■ Problem to work on: Turn the records below into a Markdown table with the columns Row and Line, giving each non-blank line its own numbered row and leaving out the pictures.

■ Supplied entries:
..............................

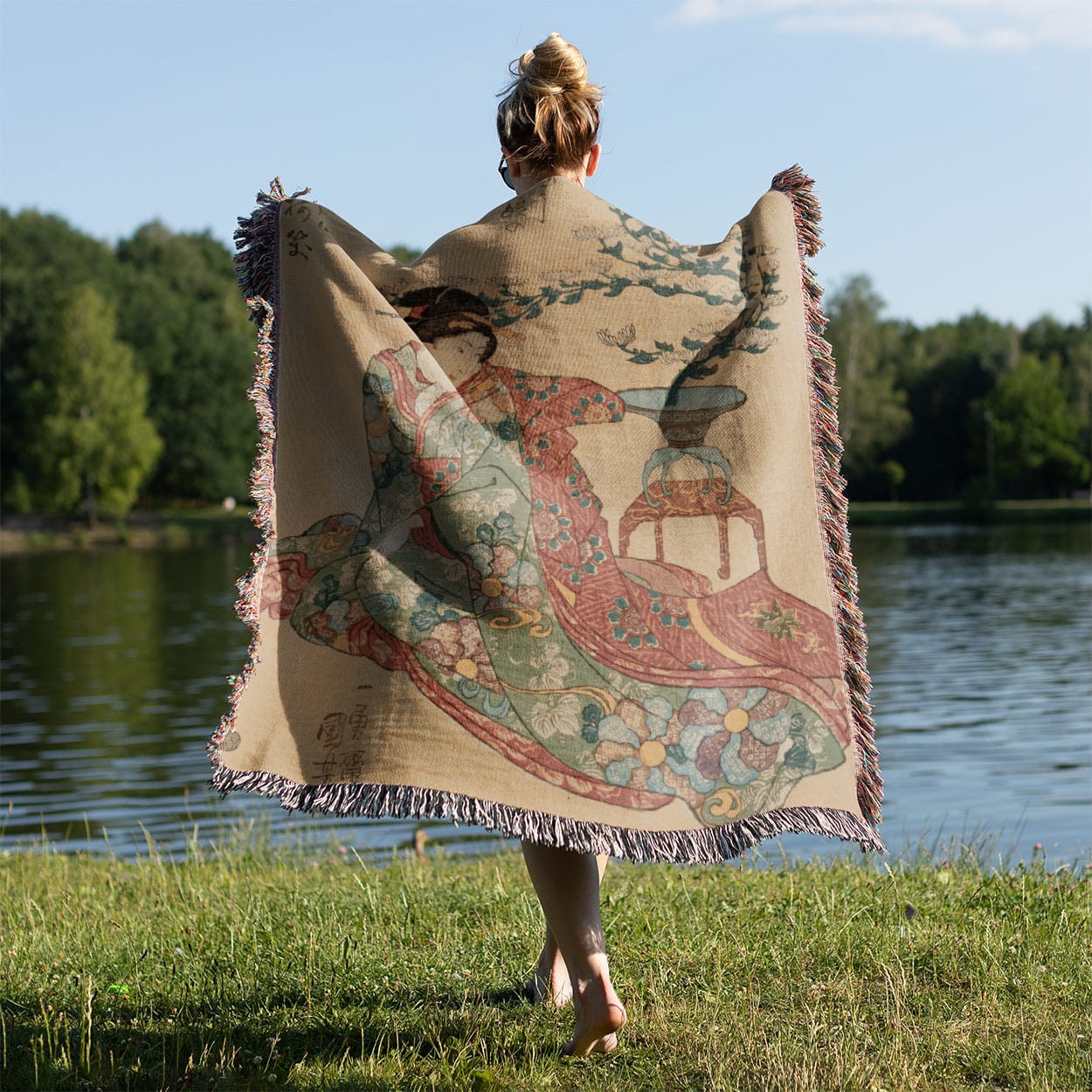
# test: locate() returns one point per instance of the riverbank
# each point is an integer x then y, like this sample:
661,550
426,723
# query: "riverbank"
195,527
250,970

..............................

■ Task output:
| Row | Line |
|---|---|
| 1 | # test: locate() returns one point per instance of the riverbank |
| 2 | # each point is an integer x then y, like this sample: |
| 3 | 661,550 |
| 4 | 426,723 |
| 5 | # query: "riverbank" |
| 6 | 195,527 |
| 7 | 250,970 |